* PROBLEM TO WORK ON *
Filter the rows below and copy each line that contains the string "window". Matching is case-sensitive.

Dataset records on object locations
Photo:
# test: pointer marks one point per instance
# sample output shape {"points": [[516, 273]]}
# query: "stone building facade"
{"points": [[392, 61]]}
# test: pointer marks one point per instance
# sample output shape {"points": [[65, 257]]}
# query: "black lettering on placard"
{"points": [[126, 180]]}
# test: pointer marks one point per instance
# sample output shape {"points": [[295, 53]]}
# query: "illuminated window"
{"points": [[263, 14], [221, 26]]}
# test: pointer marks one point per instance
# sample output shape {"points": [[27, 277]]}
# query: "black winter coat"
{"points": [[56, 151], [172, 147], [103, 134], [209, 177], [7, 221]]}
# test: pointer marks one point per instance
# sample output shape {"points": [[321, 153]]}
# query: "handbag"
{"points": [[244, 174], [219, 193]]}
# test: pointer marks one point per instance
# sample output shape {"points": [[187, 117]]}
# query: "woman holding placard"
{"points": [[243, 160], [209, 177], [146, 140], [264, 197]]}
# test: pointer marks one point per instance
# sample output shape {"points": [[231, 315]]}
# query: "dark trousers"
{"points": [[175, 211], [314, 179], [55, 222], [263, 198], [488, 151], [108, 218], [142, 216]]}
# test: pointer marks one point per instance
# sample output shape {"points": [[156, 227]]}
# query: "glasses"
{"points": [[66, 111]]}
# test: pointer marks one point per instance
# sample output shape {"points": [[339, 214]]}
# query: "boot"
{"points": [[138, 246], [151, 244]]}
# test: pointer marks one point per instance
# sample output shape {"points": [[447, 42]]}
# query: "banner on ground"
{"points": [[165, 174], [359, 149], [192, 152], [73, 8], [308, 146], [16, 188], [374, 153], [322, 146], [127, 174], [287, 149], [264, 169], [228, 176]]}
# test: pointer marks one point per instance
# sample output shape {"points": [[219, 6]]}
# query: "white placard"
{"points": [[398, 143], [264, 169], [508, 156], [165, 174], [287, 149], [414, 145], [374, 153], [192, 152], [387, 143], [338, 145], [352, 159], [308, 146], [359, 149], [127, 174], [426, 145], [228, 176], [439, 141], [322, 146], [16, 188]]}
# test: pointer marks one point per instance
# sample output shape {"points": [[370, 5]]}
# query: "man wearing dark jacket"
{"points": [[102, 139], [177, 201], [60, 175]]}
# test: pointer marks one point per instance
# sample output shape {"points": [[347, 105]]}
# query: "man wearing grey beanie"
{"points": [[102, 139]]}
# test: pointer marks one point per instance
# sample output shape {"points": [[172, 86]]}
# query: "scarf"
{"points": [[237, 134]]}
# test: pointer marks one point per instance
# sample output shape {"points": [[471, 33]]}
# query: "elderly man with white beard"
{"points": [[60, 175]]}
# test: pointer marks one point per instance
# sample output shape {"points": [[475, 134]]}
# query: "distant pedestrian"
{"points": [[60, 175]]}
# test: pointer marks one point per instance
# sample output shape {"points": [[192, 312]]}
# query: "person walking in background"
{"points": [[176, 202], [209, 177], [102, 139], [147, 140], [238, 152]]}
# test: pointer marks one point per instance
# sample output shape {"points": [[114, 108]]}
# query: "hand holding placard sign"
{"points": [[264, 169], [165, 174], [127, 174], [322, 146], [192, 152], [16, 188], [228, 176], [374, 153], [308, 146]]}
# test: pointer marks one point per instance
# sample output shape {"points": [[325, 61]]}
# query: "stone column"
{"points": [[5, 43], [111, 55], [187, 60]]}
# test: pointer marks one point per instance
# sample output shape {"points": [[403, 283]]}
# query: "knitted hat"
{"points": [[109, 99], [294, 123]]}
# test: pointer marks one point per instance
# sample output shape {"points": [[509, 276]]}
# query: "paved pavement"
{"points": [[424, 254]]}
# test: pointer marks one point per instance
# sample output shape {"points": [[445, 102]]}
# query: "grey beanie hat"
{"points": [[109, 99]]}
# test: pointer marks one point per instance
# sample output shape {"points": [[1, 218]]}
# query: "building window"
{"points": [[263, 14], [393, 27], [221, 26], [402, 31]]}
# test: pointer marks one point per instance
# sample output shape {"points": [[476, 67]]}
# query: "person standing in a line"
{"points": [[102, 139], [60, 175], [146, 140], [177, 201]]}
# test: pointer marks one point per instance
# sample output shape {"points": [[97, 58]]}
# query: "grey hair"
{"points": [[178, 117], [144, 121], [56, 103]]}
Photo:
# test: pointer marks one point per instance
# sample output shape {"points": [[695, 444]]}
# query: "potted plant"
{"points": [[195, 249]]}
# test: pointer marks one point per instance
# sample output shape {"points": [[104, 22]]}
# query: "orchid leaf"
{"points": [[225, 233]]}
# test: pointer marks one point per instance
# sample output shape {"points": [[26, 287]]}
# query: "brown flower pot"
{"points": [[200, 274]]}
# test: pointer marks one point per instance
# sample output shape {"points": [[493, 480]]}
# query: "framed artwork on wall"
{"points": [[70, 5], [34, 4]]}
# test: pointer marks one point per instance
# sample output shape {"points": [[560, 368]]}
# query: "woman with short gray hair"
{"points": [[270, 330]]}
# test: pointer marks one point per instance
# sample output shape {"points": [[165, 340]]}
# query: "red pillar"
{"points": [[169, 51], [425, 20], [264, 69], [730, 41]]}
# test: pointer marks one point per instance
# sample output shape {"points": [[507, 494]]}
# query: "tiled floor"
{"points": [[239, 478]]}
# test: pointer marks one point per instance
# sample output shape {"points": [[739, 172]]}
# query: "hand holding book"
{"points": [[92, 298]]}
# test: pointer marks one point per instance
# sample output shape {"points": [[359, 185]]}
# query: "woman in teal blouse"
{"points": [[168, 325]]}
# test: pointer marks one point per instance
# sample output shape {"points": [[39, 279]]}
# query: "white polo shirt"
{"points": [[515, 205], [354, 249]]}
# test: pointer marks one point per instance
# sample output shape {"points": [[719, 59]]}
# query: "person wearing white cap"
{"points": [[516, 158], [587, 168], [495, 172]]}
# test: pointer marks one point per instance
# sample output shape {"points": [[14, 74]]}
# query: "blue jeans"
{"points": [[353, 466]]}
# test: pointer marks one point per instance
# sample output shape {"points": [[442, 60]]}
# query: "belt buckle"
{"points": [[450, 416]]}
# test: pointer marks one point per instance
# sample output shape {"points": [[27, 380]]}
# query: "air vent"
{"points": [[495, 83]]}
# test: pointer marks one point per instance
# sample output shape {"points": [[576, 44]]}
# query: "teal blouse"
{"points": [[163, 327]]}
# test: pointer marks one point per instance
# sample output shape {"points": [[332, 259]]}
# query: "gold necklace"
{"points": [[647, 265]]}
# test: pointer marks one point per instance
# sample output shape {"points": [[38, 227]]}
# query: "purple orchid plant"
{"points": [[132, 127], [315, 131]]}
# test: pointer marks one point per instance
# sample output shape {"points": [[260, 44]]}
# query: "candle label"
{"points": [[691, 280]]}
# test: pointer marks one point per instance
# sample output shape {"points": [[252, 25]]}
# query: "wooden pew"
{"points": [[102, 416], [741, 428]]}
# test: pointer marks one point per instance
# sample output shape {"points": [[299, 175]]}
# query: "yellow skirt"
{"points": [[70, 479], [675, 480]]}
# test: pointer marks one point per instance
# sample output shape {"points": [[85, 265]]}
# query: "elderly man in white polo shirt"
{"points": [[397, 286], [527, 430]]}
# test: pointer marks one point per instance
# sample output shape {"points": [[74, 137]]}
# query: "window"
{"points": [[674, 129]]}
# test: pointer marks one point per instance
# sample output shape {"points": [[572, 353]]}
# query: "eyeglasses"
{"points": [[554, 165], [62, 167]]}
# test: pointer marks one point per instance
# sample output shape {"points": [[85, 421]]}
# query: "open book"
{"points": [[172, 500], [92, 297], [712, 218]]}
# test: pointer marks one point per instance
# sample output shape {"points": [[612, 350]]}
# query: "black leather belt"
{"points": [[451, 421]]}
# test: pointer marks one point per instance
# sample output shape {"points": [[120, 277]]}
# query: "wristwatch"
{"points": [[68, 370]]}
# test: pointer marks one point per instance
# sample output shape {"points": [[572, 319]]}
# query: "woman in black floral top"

* FINISHED TASK *
# query: "illuminated window"
# query: "building window"
# query: "window"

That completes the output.